■ Task instructions:
Return the listing verbatim, images left out.

■ Data to use:
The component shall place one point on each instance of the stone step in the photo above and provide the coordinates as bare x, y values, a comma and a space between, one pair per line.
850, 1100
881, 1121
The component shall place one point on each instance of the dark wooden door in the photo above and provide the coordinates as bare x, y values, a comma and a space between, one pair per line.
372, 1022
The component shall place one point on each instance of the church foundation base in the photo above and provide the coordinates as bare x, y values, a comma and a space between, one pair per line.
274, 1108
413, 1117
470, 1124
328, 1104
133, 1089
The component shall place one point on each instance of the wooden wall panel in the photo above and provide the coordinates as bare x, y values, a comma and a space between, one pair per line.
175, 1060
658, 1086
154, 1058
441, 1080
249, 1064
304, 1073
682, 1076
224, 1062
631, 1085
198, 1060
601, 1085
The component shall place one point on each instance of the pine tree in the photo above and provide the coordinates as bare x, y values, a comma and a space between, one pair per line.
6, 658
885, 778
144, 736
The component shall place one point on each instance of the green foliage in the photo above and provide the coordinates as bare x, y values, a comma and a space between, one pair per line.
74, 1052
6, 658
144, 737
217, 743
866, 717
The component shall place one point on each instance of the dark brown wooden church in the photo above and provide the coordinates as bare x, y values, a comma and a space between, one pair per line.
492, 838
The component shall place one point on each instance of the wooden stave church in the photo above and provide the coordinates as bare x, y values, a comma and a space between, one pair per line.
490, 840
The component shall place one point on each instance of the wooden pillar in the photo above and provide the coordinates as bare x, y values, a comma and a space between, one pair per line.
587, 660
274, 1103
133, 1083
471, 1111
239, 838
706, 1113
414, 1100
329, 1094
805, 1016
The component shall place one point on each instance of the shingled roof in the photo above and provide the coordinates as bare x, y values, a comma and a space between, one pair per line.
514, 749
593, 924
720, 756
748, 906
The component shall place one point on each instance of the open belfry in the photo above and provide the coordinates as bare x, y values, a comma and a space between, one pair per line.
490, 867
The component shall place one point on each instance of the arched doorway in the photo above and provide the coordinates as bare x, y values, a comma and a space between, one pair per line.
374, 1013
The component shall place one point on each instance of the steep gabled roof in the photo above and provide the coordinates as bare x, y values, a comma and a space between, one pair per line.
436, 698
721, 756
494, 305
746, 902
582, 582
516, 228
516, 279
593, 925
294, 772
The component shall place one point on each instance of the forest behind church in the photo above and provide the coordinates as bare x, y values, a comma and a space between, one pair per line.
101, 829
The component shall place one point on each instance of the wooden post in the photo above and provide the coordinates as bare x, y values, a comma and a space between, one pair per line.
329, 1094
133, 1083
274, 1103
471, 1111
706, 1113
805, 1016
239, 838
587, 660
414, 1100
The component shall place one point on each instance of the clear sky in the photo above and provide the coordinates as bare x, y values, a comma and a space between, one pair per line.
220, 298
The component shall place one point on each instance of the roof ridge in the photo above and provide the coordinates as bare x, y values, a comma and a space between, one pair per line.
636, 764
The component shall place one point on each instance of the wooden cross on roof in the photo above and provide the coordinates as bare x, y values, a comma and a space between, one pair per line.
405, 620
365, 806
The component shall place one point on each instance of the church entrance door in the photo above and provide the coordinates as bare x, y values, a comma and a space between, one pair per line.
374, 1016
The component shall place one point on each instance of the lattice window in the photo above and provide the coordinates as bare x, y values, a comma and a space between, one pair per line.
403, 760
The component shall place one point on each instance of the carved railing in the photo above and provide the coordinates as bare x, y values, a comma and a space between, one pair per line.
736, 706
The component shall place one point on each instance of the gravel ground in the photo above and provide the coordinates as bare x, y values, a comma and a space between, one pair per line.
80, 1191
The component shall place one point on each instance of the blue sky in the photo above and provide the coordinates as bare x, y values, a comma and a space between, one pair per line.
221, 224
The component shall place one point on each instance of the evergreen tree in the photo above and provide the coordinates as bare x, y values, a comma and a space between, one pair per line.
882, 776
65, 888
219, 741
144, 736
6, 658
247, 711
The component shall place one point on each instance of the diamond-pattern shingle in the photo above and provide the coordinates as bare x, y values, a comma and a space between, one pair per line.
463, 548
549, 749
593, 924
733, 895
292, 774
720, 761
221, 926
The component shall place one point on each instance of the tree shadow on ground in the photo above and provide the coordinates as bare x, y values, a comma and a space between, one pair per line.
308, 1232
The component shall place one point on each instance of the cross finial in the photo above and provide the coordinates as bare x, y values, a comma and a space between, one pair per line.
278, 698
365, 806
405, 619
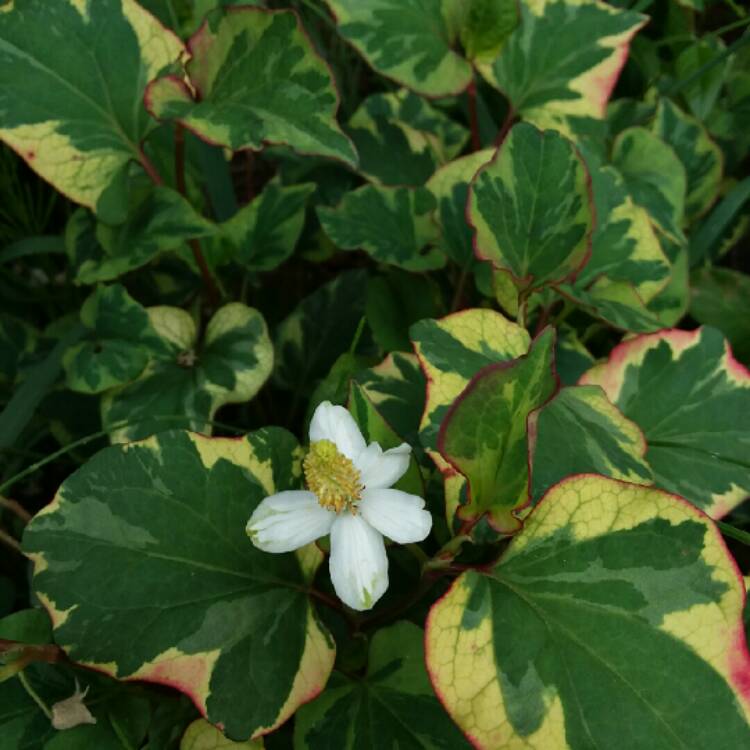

■ The answer:
The component shall place one point on each instance of the stone step in the photo above and provide the coordinates as bare x, y values, a comma and a space between, one pair per line.
850, 1100
881, 1121
The component shall place one point on each instance of the dark wooden door in the photo above and provide the coordinates as bare x, y values, a comma and a space between, one pair per line.
372, 1022
The component shall place one point on each instance of the church foundation base in the photo above and provide the coordinates as bare x, y values, a comma and a space between, one pair per line.
274, 1108
413, 1117
470, 1124
328, 1104
133, 1089
The component shall place one point on each instance of the wooden wall panel in the photo above and provide the coordinates as bare x, y values, a comma and a space between, one pair per line.
175, 1060
658, 1086
154, 1058
441, 1080
249, 1064
304, 1073
682, 1076
224, 1062
631, 1085
198, 1060
601, 1085
The component shall place one point on each instance of the pine tree in the photo above and provide the coordinates as bare x, y values, a comma and a space between, one pair per line.
6, 658
885, 778
144, 736
The component shall place one point on each instance of the green foliage in the photo above and provide the coordinates as bare x, y values, a comma and a space between, one pair per line.
74, 1052
6, 658
144, 737
217, 743
866, 717
The component shall place one point on each instance of the dark brown wooden church in the photo above and provide the coordinates as bare x, y values, a comma and a space between, one pair per line.
492, 838
The component shall place one point on each instance of the wooden stave church in the photo above and provide the coordinates as bare x, y values, a comma and a space between, one pair per line.
490, 840
The component shall place one point on each instance of the wooden pillar in the photo above and provide the coordinates as bare x, y values, a comma and a space between, one pair per line.
587, 660
274, 1103
133, 1083
471, 1111
239, 838
706, 1113
414, 1100
329, 1094
805, 1016
The component shall place one point on each instance of the shingled roof in the photo above and provide the coordinates as bare x, y values, a comma and a space between, one pair per line.
514, 749
593, 924
720, 756
748, 906
The component shall place one point on each instance of the open belfry in the photo above and provide the coordinates as bare x, y values, a comma and a space between, one pair per line.
490, 867
The component shall place one point on each instance of the arched doorway in the photo above and provide the coordinates as bare x, y values, a comma and a space between, one pair per line.
374, 1013
The component shall place one point on each instance of the steep gabled roof in the photo above and provide the coordinates as bare x, y values, a comma and a space between, one pair per line.
436, 698
721, 756
494, 305
746, 902
582, 582
516, 228
516, 279
593, 925
294, 772
The component shall place one point on each instance of the forest behind church in the photo above and provide the coordinates as bare x, y values, a comma and a space between, one pair per line.
101, 829
The component shall place one point on each instance of the wooden post in the photo above and provide the coordinates as bare x, y values, a comma and a space between, one pair per line.
329, 1094
133, 1083
274, 1103
471, 1111
706, 1113
805, 1016
239, 838
587, 660
414, 1100
The component shall place one point on each instance of the clear sky in the photo above and provide the coordinates as bare x, y values, a comma and a space between, one pair per line.
220, 298
The component shall place one point on each instance of the roof ridge in the photo above and provide the coordinates as bare x, y values, a comma and a space between, one pair per line.
636, 764
The component shall place one point on each instance of the wooden cross on roof in the photo above and provide the coordinates as bare x, y values, a comma and a space between, one pair per line.
405, 620
365, 806
The component shall place one point on each instance of the church entrance door in the photo above and provide the coordinates as bare x, y values, a comma and a space between, one pair per line.
374, 1016
The component shall place one point on each instance of the lattice window in the photo above and provide the coordinates as bare x, y values, a comma and a space between, one pair per line.
403, 760
The component shall place one point on each instance of the carved railing in the photo above and provide the coordinates as bare x, y values, a comma and a space between, one pair per line.
736, 706
The component shall place one point on each instance of the gravel ground in the photo above and provide the coordinates as bare x, y values, a comma and a space between, one pair per line.
80, 1191
The component shall place one point on each instance of the blue sky in the photo above and provide the coordinates as bare x, y values, a comma and a space between, one pair per line.
221, 224
The component shall place one point on each instance of the evergreen tree in the photo above and provide the coordinates as bare x, y values, a comma and a space between, one pair per line.
882, 776
65, 888
219, 741
144, 736
6, 658
247, 711
The component shall place one point on each instance of the diamond-pattern shingle in the photo above and provide the coordinates as bare x, y values, a comma and a space between, one pair per line.
463, 548
549, 749
593, 924
733, 895
292, 774
720, 761
221, 926
The component shall place one point on each instance of the tree shadow on ground in the photo above and provide the coordinates as bare x, y values, a comma and a space between, one pair per line.
308, 1232
The component shall place one point on each instance of the cross finial in the photo above and provide the coordinates as bare x, y values, a comma and a space between, one pair per line.
278, 698
365, 806
405, 619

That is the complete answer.